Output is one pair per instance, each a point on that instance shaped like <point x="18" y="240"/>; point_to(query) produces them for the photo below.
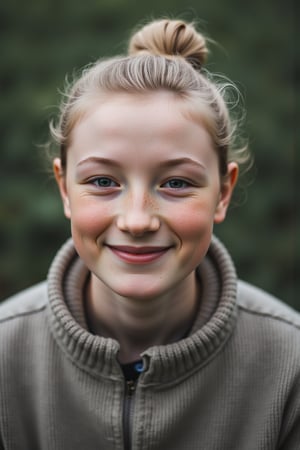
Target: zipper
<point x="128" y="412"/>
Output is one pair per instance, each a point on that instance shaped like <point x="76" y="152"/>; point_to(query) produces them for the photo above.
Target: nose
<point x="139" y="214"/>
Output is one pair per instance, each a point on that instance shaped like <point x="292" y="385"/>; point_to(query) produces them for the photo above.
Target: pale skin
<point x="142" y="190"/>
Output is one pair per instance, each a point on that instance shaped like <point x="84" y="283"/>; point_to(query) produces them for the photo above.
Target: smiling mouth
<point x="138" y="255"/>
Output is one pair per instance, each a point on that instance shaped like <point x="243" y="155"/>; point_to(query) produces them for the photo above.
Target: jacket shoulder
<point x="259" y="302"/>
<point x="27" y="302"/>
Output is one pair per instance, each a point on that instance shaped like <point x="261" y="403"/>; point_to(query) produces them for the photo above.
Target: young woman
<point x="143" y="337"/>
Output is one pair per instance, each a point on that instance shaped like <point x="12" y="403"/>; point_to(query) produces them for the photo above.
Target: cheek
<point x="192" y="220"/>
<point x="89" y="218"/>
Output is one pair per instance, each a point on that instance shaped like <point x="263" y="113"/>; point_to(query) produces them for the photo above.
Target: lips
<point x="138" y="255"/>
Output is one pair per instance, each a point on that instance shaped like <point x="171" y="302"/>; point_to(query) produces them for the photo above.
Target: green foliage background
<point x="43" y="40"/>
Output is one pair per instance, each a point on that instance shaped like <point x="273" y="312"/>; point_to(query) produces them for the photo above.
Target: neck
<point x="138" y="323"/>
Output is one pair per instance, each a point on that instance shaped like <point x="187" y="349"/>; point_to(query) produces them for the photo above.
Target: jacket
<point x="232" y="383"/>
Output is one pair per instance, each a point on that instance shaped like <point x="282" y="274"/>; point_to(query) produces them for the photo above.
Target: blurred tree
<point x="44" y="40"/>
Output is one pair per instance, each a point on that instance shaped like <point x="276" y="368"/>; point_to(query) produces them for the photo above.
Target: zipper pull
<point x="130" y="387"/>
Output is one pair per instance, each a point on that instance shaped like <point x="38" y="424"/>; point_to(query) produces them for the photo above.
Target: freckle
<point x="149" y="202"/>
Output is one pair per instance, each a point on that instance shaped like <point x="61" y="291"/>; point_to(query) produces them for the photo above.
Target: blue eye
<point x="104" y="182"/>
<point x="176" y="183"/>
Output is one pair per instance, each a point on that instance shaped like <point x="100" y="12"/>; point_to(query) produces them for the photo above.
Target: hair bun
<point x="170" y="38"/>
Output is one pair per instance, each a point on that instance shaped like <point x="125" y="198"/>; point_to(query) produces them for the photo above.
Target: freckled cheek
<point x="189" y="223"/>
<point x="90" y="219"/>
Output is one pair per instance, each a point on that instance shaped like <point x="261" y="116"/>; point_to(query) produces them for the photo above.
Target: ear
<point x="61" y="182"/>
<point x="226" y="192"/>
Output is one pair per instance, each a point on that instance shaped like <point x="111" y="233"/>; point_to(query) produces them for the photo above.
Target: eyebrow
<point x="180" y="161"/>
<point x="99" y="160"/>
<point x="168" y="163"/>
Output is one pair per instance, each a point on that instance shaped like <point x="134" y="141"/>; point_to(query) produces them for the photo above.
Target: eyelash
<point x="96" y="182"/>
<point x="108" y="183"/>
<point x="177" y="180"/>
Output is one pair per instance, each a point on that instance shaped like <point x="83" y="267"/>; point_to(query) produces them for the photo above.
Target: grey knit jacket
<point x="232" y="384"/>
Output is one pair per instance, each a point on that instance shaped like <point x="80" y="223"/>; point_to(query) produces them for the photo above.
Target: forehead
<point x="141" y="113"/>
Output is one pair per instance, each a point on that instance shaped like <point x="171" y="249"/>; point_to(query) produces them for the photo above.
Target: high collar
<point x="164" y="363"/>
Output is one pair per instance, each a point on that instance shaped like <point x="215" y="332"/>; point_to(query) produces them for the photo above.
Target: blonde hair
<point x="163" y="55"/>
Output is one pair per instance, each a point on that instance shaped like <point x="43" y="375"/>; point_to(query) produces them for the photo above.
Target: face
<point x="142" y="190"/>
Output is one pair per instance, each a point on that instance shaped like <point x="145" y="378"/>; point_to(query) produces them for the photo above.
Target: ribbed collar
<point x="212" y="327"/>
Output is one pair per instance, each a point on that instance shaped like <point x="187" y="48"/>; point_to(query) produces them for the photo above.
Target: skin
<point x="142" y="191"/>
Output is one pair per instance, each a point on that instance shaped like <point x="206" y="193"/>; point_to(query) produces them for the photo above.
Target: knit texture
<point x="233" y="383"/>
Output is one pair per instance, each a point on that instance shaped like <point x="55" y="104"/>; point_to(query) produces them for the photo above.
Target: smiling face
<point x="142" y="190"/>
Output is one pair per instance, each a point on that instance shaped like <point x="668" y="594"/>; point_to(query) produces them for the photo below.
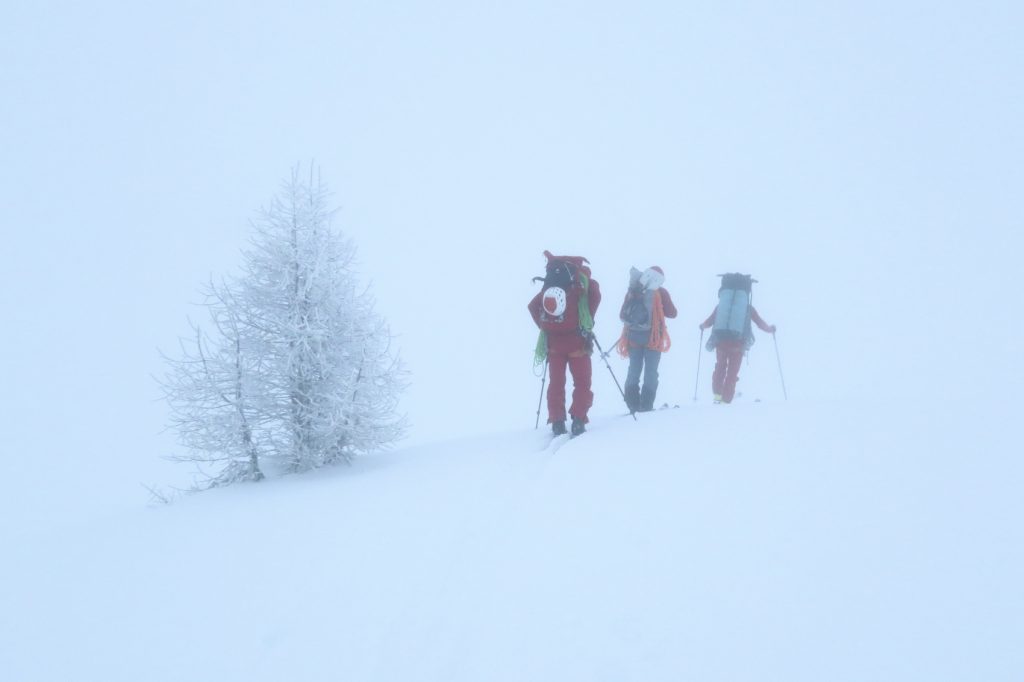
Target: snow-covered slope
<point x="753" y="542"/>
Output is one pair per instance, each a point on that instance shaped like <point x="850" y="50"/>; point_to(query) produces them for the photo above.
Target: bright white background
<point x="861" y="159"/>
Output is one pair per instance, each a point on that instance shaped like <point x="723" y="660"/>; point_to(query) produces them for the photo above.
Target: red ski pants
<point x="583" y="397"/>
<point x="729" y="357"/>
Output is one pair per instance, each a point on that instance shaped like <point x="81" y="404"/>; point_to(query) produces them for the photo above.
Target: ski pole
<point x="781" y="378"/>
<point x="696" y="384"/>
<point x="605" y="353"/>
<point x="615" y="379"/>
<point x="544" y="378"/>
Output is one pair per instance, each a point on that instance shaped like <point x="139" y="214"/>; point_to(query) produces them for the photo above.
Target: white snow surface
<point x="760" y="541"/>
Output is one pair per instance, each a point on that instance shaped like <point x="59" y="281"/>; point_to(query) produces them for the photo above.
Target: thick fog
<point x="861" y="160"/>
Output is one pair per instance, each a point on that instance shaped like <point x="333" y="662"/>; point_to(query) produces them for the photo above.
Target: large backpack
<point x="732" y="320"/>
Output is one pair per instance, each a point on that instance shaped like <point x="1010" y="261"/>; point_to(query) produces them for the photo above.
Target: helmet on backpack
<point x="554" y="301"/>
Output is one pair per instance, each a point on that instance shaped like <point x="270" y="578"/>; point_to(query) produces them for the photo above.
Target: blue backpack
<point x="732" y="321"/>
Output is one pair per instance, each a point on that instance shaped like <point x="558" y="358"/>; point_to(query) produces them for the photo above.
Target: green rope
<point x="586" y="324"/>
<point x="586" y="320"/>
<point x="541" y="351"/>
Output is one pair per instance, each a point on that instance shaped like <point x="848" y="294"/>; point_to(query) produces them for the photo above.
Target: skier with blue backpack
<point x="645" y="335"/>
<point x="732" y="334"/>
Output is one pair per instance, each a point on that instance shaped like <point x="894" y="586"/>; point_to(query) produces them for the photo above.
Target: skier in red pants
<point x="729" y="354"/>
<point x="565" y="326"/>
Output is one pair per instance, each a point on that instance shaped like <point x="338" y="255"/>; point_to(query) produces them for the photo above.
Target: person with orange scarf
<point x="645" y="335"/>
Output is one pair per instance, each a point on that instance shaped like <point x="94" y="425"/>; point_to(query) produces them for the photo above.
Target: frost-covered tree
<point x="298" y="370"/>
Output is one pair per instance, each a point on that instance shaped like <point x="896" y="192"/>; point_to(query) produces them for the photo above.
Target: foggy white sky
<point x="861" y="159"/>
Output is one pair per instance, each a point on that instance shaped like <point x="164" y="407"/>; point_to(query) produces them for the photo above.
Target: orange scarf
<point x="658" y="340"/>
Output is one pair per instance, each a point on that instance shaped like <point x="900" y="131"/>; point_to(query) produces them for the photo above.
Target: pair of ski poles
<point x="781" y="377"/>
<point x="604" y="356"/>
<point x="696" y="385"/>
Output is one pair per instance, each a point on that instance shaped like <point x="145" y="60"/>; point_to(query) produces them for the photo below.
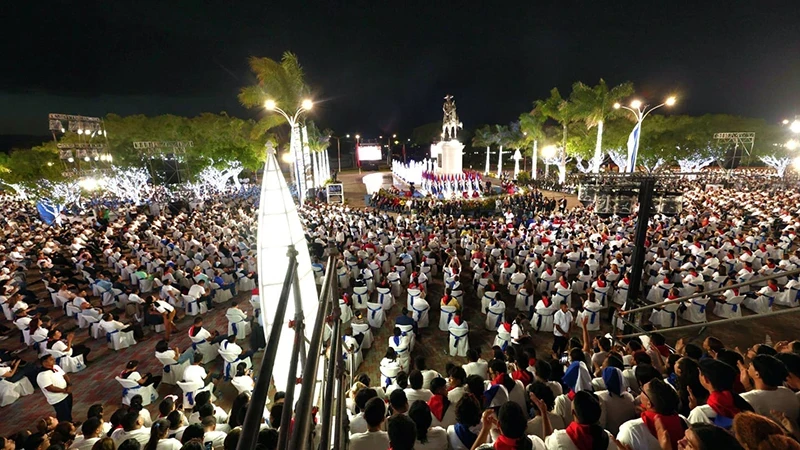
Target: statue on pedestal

§ GIVEN REQUEST: Please list every line of the listing above that contains the word "covered", with case counting.

§ WRITTEN RESPONSE:
Target: snow-covered slope
Target: frost-covered tree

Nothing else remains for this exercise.